**DATA SHOWN**
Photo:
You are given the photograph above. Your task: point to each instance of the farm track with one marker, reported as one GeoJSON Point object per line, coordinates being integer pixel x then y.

...

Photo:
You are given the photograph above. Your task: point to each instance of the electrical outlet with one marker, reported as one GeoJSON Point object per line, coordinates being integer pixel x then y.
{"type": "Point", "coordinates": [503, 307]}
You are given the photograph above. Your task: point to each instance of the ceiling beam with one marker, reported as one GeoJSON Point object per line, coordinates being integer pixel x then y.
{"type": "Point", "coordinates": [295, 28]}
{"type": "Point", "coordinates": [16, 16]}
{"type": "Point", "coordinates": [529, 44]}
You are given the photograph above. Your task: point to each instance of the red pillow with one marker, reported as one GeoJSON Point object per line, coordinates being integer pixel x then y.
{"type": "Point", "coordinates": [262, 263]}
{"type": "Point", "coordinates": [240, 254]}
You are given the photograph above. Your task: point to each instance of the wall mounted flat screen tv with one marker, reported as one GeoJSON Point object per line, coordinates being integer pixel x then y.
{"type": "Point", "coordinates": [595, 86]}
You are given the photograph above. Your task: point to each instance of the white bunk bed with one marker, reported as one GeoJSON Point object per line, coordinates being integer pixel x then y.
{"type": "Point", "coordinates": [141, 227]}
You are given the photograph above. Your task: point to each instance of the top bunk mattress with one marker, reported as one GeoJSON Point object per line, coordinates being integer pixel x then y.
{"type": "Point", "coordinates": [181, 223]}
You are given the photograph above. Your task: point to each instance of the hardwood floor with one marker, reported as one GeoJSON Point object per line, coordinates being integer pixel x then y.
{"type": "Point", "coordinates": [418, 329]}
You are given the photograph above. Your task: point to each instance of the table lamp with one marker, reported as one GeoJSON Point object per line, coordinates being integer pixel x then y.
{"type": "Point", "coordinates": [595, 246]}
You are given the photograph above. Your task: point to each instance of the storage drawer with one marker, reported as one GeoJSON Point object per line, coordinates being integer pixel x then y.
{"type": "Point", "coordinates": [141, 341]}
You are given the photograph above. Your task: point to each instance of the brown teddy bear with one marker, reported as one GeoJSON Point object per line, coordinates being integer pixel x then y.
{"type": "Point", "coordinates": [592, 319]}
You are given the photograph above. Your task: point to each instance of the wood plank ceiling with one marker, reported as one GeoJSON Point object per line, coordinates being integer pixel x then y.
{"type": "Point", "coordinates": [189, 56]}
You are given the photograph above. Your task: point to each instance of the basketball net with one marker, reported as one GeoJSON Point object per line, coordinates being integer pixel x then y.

--

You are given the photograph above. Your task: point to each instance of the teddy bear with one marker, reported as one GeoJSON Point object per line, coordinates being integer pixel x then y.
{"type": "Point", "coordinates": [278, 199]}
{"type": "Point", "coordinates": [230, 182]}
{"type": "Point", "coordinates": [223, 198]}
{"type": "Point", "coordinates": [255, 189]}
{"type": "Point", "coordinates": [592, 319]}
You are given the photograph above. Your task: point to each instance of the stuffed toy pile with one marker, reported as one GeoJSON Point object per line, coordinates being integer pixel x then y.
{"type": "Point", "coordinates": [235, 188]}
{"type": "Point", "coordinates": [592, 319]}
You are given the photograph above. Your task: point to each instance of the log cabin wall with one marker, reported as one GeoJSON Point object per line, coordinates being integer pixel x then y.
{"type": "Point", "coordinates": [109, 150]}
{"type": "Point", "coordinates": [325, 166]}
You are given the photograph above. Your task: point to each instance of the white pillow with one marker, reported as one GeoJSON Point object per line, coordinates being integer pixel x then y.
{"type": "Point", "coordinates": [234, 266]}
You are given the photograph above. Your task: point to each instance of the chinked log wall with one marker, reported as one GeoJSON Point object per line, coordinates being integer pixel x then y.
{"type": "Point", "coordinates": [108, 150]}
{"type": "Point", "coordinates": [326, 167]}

**SHORT TASK**
Tally the lines of the listing above that contain the string "pillow", and reply with only that number.

**EXERCISE RESPONSE**
2